Please pick out every line in the listing below that contains the string "positive" and copy each one in full, treating uppercase and lowercase as different.

**Materials provided:**
------------------------------------------------------------------------
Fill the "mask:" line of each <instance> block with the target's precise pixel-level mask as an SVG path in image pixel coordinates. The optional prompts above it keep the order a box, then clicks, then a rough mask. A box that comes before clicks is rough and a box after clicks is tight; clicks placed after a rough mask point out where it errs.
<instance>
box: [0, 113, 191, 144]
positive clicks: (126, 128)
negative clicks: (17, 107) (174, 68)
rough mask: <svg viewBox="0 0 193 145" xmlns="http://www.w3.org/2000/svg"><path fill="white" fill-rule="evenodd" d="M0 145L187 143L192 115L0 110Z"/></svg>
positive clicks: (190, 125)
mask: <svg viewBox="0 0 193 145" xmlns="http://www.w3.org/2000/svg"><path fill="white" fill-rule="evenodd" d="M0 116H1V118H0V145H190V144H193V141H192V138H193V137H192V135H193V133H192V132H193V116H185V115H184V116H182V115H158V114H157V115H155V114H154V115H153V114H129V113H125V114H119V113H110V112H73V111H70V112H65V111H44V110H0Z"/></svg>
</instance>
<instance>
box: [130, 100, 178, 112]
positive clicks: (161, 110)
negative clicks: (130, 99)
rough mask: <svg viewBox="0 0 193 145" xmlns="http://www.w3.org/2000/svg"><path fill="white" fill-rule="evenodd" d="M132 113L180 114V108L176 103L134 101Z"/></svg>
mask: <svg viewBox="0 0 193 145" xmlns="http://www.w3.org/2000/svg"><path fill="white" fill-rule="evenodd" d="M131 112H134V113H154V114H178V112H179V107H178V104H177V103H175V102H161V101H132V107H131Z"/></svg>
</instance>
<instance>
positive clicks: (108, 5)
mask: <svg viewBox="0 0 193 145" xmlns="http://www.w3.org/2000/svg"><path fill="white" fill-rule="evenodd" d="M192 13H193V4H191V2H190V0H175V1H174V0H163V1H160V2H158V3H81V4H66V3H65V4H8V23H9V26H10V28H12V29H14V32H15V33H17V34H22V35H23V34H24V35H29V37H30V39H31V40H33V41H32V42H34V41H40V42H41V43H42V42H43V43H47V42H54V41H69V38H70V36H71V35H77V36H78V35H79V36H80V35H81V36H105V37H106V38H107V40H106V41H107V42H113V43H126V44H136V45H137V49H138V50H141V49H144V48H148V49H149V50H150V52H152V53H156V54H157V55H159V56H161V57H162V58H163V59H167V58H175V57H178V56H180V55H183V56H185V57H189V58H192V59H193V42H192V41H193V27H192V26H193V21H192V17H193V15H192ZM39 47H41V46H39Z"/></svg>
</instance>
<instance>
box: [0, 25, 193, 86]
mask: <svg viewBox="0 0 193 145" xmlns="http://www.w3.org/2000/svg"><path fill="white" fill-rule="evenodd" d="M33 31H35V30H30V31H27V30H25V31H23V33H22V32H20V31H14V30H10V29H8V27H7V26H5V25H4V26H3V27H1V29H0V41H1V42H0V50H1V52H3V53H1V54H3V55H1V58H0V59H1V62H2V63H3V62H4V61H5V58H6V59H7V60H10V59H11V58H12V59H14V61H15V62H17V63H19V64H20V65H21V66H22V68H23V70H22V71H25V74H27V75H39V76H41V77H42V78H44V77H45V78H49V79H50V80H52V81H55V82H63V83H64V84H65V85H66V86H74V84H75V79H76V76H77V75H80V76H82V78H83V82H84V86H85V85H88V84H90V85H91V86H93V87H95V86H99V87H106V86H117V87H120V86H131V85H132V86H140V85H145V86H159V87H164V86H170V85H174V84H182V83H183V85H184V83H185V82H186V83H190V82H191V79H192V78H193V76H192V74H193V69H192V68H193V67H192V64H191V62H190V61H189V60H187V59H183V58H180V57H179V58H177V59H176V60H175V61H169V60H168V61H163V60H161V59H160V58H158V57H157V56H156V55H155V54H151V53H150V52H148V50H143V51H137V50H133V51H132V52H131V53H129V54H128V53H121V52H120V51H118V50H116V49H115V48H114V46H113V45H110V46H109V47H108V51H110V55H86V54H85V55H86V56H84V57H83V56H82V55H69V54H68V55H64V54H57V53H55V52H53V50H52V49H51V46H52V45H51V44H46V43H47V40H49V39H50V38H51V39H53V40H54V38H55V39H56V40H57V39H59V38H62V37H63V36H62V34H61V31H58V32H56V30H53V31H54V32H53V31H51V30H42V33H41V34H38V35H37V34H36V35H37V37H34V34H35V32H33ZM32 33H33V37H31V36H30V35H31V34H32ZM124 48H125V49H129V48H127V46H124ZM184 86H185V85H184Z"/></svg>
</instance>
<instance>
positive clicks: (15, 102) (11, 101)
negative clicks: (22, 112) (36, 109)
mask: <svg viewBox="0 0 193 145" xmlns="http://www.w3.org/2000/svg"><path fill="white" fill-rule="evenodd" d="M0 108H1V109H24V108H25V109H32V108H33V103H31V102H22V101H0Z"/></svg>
------------------------------------------------------------------------
**Exercise response:**
positive clicks: (126, 128)
positive clicks: (190, 125)
positive clicks: (161, 110)
positive clicks: (108, 5)
positive clicks: (15, 102) (11, 101)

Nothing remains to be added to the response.